───── EXERCISE INPUTS
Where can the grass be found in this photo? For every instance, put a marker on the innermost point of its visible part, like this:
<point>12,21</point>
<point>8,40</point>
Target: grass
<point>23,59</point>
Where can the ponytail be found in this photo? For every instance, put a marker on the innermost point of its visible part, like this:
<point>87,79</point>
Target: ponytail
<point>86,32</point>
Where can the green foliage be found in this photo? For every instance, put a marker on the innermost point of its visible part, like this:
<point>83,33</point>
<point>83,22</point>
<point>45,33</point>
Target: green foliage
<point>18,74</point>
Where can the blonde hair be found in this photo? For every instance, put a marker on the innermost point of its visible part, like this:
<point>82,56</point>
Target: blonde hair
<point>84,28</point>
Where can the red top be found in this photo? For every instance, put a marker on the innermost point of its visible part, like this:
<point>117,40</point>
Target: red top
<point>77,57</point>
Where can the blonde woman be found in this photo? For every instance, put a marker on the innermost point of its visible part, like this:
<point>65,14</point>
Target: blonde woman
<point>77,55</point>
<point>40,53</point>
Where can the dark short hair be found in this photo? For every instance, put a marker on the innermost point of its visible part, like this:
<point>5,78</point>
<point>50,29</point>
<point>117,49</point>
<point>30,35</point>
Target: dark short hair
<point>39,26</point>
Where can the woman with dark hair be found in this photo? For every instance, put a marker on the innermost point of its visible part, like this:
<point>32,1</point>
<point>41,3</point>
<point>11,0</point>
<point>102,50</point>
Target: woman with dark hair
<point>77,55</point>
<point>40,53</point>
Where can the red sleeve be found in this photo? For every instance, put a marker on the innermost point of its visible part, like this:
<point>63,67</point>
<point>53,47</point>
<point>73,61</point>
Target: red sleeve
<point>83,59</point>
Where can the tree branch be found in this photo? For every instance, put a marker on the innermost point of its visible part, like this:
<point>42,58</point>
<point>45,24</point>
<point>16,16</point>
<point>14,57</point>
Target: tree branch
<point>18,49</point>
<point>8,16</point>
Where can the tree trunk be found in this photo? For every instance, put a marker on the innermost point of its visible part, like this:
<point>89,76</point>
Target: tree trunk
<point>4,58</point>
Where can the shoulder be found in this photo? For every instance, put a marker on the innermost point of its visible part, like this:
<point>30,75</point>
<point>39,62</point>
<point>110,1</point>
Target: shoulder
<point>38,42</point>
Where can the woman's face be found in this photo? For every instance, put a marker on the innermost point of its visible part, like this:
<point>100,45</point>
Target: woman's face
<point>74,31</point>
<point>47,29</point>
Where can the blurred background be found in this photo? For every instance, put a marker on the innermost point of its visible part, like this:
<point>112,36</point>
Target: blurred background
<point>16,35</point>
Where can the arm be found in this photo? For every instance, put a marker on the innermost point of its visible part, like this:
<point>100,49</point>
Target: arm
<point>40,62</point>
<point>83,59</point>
──────────
───── EXERCISE INPUTS
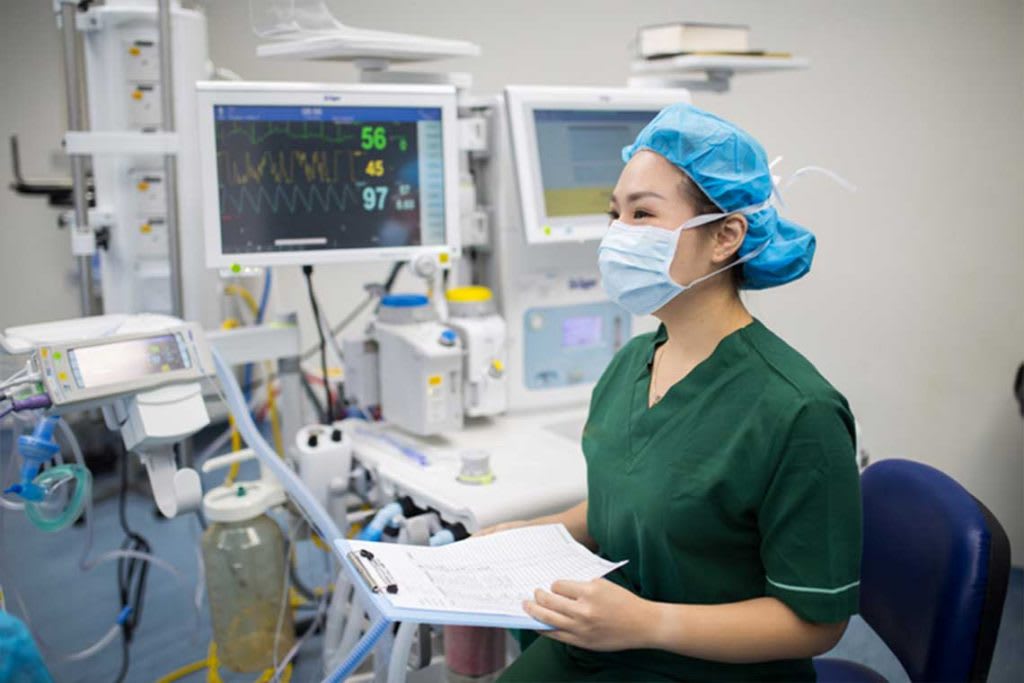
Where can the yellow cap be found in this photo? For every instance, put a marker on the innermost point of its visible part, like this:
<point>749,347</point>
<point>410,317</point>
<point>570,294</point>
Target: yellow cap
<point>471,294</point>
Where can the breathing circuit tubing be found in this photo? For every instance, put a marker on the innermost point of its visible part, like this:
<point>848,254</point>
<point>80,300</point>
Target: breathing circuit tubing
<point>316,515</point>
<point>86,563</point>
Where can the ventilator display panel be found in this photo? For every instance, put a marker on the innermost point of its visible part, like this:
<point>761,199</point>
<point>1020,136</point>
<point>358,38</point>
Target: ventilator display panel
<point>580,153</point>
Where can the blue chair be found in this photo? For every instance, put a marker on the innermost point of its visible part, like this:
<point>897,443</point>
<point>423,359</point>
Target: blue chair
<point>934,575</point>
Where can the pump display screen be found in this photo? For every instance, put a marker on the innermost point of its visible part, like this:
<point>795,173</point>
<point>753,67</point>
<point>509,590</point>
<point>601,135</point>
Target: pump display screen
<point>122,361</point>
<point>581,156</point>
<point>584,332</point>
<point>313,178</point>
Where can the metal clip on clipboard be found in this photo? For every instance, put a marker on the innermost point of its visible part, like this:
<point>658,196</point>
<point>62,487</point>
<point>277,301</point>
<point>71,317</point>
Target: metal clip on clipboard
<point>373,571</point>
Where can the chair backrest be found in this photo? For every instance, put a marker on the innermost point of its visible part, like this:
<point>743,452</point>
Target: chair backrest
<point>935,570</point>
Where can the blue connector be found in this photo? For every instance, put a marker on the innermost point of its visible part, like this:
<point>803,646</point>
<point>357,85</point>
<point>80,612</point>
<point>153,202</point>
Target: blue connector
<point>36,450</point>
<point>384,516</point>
──────────
───── EXERCISE INPUTS
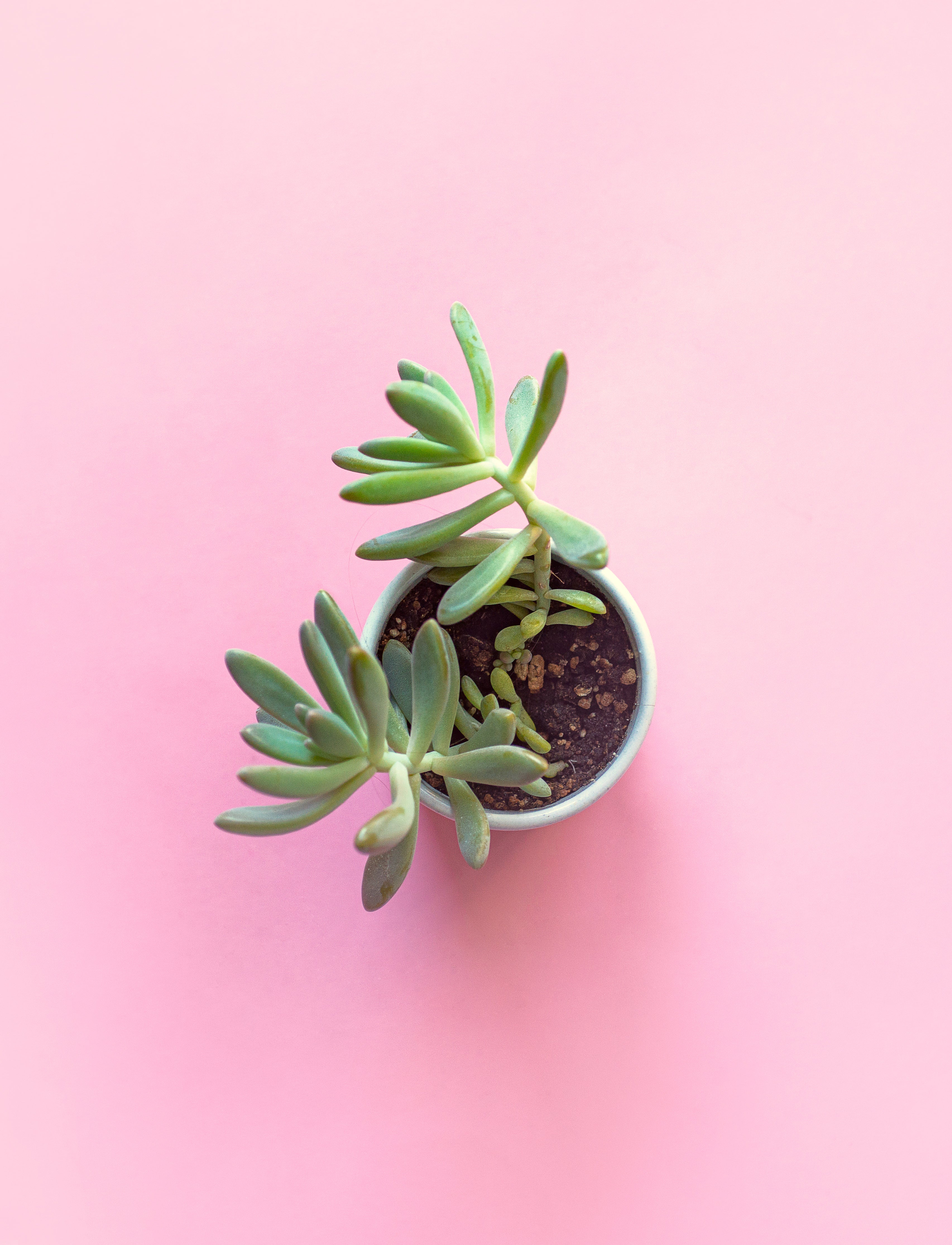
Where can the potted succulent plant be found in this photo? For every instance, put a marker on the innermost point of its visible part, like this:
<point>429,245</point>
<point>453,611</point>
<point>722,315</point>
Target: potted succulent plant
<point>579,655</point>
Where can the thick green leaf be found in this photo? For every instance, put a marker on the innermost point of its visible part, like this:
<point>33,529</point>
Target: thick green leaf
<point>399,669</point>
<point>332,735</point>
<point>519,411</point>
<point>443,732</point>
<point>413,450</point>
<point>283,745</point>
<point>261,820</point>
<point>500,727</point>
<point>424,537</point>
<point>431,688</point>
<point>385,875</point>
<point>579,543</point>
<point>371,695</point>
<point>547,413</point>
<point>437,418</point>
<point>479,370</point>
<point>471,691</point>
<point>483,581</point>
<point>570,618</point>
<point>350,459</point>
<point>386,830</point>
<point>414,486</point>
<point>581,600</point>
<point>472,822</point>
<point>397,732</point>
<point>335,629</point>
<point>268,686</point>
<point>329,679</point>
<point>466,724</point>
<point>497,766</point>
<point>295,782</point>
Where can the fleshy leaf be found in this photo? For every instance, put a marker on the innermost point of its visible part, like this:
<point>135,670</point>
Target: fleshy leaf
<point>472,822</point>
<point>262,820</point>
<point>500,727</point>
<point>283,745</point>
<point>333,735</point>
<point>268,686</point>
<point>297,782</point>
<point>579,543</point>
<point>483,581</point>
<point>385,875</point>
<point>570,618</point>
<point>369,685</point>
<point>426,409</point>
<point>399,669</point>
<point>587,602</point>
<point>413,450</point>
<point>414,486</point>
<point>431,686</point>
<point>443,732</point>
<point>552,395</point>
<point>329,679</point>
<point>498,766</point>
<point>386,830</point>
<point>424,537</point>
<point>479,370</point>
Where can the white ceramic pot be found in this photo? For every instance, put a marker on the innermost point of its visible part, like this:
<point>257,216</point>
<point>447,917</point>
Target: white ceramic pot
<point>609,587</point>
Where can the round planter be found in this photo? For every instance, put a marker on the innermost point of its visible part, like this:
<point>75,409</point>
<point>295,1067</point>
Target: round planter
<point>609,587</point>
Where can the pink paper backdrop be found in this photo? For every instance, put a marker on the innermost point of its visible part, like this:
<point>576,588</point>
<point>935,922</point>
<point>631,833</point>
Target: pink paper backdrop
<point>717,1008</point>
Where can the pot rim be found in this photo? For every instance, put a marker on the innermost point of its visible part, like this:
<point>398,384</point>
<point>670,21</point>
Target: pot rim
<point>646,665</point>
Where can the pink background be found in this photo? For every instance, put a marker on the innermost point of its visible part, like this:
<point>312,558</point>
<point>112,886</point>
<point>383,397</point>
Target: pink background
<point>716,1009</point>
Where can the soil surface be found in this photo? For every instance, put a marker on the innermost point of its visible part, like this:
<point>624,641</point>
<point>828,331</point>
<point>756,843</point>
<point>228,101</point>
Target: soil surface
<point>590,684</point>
──────────
**WORK INSTRUCTIONS:** Please return the lines above that run from the line containing "Where can the grass" to the line containing "<point>117,40</point>", inclusive, exactly and with no other lines.

**OUTPUT BELOW:**
Where can the grass be found in this photo? For every instance, put a marker on the innermost point of its visible part, like this:
<point>12,21</point>
<point>8,40</point>
Target: grass
<point>23,59</point>
Where can the ponytail be found in this photo? For every instance, put a marker on the innermost point of its visible part, like this:
<point>87,79</point>
Target: ponytail
<point>86,32</point>
Where can the green foliage be found in this photo? For every instance, put a marker on the innermost point of its visible part, like this:
<point>83,33</point>
<point>83,22</point>
<point>45,33</point>
Target: green foliage
<point>18,74</point>
Where can the blonde hair be found in this photo? For every instance, put a marker on the innermost point of its visible part, like this:
<point>82,56</point>
Target: blonde hair
<point>84,28</point>
Where can the red top be found in this photo? For every instance, put a marker on the innermost point of its visible part, like this:
<point>117,40</point>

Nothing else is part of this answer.